━━━━━ MATERIAL SUPPLIED ━━━━━

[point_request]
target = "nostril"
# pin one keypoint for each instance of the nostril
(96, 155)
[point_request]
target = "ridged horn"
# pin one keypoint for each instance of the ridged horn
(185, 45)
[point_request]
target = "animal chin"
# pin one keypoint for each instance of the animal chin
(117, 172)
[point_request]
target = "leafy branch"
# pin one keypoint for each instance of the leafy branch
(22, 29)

━━━━━

Every line above that holds the word "target" needs to be copied.

target = "nostril"
target = "ridged horn"
target = "animal chin"
target = "leafy branch"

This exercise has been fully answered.